Talvolta ci scopriamo cocciutamente attaccati ai nostri pensieri. Pensiamo che senza di essi la nostra vita sarebbe vuota, e poi spesso questi pensieri si accompagnano a - o fanno tutt’uno con- ricordi da cui non vogliamo e da cui non ci sembra possibile distaccarci. Quei nostri irrinunciabili pensieri, punti di vista, opinioni ci sono costati tanto impegno e tanto sforzo: lasciarli andare non sarà autolesionistico? in fondo che cosa otterremo in cambio di un così grande sacrificio? E’ tanto forte il nostro attaccamento che appena assaporata la vita senza il peso di qualche pensiero ecco che ci affrettiamo a ritornare sui nostri passi per riprenderci ciò che diciamo “mio”. Così un pensiero che è frutto di circostanze casuali e di occasionali combinazioni lo trasformiamo in un fondamento della nostra filosofia. Ci leghiamo mani e piedi e più il legame è stretto e doloroso più lo giudichiamo imperdibile per la nostra vita.
“Tu non sei i tuoi pensieri” dice Jack Kornfield in “The Wise Heart”. E aggiunge: “Gran parte della nostra sofferenza mentale viene da quanto strettamente ci stringiamo alle nostre credenze, pensieri e prospettive.”
“Ma –continua- se i pensieri sono vuoti, su cosa possiamo fare affidamento? Dov’è il nostro rifugio? Ecco come il saggio indiano Nisargadatta risponde a questa domanda: “La mente crea l’abisso, il cuore lo attraversa.” La mente che pensa costruisce visioni di ciò che è giusto e di ciò che è sbagliato, buono e cattivo, di sé e dell’altro. Queste sono l’abisso. Quando lasciamo che i pensieri vengano e vadano senza aggrapparci, possiamo usare il pensiero, ma riposare nel cuore. Diventiamo più fiduciosi e coraggiosi. C’è una qualità di innocenza propria del cuore. (...) Riposando nel cuore viviamo in armonia con il nostro respiro, con il nostro corpo. Riposando nel cuore la nostra pazienza cresce. Non dobbiamo pensare tutto. La vita si sta svolgendo intorno a noi.”













venerdì 31 agosto 2018

Un sentiero c'è




Come esseri umani facciamo esperienza di gioie, di speranze, affanni, ansie, momenti di sollievo, delusioni… Si susseguono giornate luminose e giornate cupe, ore liete e ore pesanti, stati mentali benefici e stati mentali distruttivi…
Spesso restiamo abbarbicati alle esperienze e alle sensazioni che ci procurano, ripetiamo comportamenti e modelli che non amiamo e che ci deprimono, ma non sappiamo liberarcene.

_DATI_.

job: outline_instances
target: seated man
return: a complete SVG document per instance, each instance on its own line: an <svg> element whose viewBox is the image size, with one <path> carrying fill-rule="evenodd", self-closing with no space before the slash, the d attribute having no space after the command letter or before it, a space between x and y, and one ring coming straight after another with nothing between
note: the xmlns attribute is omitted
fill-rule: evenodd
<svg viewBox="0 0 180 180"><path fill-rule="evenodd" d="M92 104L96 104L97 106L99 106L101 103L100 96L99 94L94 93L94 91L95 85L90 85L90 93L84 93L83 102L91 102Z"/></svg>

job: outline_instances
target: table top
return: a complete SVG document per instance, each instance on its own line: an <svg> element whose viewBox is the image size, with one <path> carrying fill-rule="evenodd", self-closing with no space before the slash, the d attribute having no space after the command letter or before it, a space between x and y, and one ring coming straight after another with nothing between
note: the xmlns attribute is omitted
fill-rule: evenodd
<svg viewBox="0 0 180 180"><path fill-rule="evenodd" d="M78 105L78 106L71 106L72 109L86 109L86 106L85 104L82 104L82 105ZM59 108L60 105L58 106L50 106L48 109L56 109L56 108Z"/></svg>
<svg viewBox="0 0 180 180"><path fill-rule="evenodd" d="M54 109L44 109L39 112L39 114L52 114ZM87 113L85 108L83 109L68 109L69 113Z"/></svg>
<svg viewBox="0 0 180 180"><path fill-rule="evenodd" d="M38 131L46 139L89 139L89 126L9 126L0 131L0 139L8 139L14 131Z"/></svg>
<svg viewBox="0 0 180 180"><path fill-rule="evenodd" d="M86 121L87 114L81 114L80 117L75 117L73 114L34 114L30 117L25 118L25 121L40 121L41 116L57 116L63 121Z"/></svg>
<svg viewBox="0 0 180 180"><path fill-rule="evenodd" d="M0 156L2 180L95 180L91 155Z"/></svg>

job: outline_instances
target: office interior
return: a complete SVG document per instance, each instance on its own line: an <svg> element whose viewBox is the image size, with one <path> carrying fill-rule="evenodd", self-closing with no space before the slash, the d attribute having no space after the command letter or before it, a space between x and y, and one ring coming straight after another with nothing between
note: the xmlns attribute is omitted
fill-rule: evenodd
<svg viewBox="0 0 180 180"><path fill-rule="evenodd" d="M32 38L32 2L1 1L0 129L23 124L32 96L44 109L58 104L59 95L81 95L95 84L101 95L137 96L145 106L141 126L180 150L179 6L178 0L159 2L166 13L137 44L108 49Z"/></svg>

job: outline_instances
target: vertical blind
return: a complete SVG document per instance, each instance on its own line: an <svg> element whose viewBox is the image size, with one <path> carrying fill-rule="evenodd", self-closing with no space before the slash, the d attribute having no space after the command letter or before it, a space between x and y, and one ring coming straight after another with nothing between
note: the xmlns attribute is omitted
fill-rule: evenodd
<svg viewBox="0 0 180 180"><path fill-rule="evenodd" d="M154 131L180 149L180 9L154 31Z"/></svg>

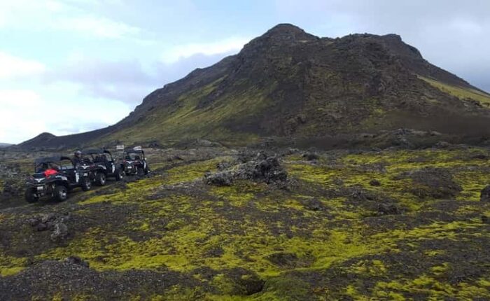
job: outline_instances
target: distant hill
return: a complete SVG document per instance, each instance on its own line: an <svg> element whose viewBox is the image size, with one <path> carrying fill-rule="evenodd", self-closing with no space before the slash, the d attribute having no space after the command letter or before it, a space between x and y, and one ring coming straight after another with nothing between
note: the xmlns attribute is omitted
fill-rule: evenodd
<svg viewBox="0 0 490 301"><path fill-rule="evenodd" d="M235 144L398 128L490 136L490 95L434 66L395 34L319 38L279 24L166 85L116 125L21 147L197 138ZM43 136L44 135L44 136Z"/></svg>

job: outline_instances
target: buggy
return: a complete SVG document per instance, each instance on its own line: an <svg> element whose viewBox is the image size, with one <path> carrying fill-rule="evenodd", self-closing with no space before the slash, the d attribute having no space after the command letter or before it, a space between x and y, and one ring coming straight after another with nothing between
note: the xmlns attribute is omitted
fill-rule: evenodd
<svg viewBox="0 0 490 301"><path fill-rule="evenodd" d="M82 150L83 164L89 167L90 178L96 184L106 185L107 178L122 180L124 172L120 164L114 161L110 151L104 148L91 148Z"/></svg>
<svg viewBox="0 0 490 301"><path fill-rule="evenodd" d="M122 165L127 176L148 174L150 172L146 163L145 152L139 146L126 148L124 150Z"/></svg>
<svg viewBox="0 0 490 301"><path fill-rule="evenodd" d="M73 188L90 190L92 183L88 170L75 167L69 158L59 155L36 159L34 174L27 178L26 186L25 200L34 203L43 197L63 202Z"/></svg>

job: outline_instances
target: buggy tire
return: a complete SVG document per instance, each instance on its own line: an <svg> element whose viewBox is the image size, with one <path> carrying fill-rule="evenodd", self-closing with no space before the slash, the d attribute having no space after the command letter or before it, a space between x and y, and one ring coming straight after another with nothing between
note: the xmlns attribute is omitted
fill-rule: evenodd
<svg viewBox="0 0 490 301"><path fill-rule="evenodd" d="M64 202L68 198L68 189L62 185L57 185L52 190L53 198L58 202Z"/></svg>
<svg viewBox="0 0 490 301"><path fill-rule="evenodd" d="M25 200L28 203L35 203L39 200L39 197L34 194L32 190L32 189L25 190Z"/></svg>
<svg viewBox="0 0 490 301"><path fill-rule="evenodd" d="M92 189L92 181L89 178L83 178L81 181L82 190L88 191Z"/></svg>
<svg viewBox="0 0 490 301"><path fill-rule="evenodd" d="M95 175L95 183L99 186L106 185L106 174L103 172L98 172L97 174Z"/></svg>
<svg viewBox="0 0 490 301"><path fill-rule="evenodd" d="M124 172L121 169L115 169L114 177L115 181L121 181L124 178Z"/></svg>

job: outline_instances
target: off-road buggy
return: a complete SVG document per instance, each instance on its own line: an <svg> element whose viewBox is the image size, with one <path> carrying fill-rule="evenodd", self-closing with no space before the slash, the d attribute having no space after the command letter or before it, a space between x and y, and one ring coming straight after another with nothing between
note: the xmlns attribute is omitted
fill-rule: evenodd
<svg viewBox="0 0 490 301"><path fill-rule="evenodd" d="M124 150L122 165L126 175L148 174L150 169L146 163L145 152L141 147L126 148Z"/></svg>
<svg viewBox="0 0 490 301"><path fill-rule="evenodd" d="M104 148L82 150L84 165L88 166L92 180L97 185L106 185L107 178L120 181L124 177L120 164L114 161L110 151Z"/></svg>
<svg viewBox="0 0 490 301"><path fill-rule="evenodd" d="M63 202L73 188L90 190L92 183L88 170L76 167L71 159L60 155L36 159L34 174L27 178L26 186L25 200L29 203L43 197Z"/></svg>

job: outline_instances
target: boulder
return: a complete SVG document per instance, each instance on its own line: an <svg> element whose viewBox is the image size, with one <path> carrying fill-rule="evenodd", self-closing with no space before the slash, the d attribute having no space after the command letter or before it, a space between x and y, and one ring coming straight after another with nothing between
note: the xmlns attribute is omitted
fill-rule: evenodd
<svg viewBox="0 0 490 301"><path fill-rule="evenodd" d="M215 186L231 186L233 183L233 174L229 172L206 173L204 175L204 182Z"/></svg>
<svg viewBox="0 0 490 301"><path fill-rule="evenodd" d="M374 187L381 186L381 182L379 182L378 180L377 180L375 178L373 178L372 180L370 181L369 185L370 185L371 186L374 186Z"/></svg>
<svg viewBox="0 0 490 301"><path fill-rule="evenodd" d="M303 158L308 161L318 160L320 157L314 152L307 152L303 154Z"/></svg>
<svg viewBox="0 0 490 301"><path fill-rule="evenodd" d="M379 204L378 213L383 216L400 214L401 211L398 206L393 204Z"/></svg>
<svg viewBox="0 0 490 301"><path fill-rule="evenodd" d="M59 222L55 224L52 233L51 233L51 240L52 241L60 241L68 237L68 227L64 223Z"/></svg>
<svg viewBox="0 0 490 301"><path fill-rule="evenodd" d="M89 262L83 260L80 257L69 256L64 258L64 262L70 265L77 265L85 267L90 267Z"/></svg>

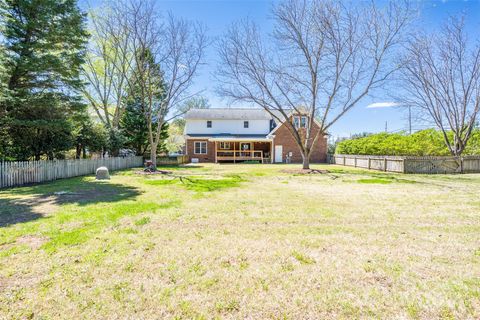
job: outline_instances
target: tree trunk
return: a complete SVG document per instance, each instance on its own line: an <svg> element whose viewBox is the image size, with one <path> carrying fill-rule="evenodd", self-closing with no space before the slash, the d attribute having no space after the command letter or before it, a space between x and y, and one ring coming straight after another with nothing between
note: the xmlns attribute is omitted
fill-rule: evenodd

_DA FARE_.
A: Restituisci tutte le righe delle voci in cui compare la stringa "target".
B: Riprendi il brano sull'attaccamento ai pensieri e proseguilo dal punto in cui si ferma.
Il brano e le voci hanno origini diverse.

_RISPOSTE_.
A:
target: seated man
target: table top
target: office interior
target: vertical blind
target: distant hill
target: buggy
target: buggy tire
target: off-road buggy
target: boulder
target: tree trunk

B:
Talvolta però lasciamo che sia l’esperienza stessa nella sua concretezza a interrogarci, impariamo a non dirottare le responsabilità e a cercare risposte vere, sincere, oneste e reali alla sofferenza che ci stringe.
Abbiamo sentito dire di sentieri antichi, che sono stati battuti da tempi lontani e che nessuno può percorrere al posto nostro! Allora ci mettiamo in cammino – non c’è altro da fare, non basta leggere, non è sufficiente avere belle idee o ripetere teorie suggestive.
Se perseveriamo con coraggio e allegrezza d’animo lungo il cammino conosceremo cose meravigliose tra cui la più sorprendente per ricchezza e generosità è l’apertura dell’io e l’amicizia con i maestri e i compagni di pratica che sono animati dal nostro stesso desiderio di bene e di liberazione. 







domenica 11 febbraio 2018

Non dipendenza della mente








Da Moon in a Dewdrop (Luna in una goccia di rugiada) titolo di una raccolta di versi e di saggi di Dōgen (1200-1253) curata da Kazuaki Tanahashi ho scelto la poesia intitolata Non dipendenza della mente:


Uccelli acquatici
che vanno e vengono
le loro tracce scompaiono
ma non dimenticano mai
il loro sentiero.

Come gli uccelli d’acqua – della poesia di Dōgen- possiamo imparare a non dipendere da tracce che prima o poi scompaiono.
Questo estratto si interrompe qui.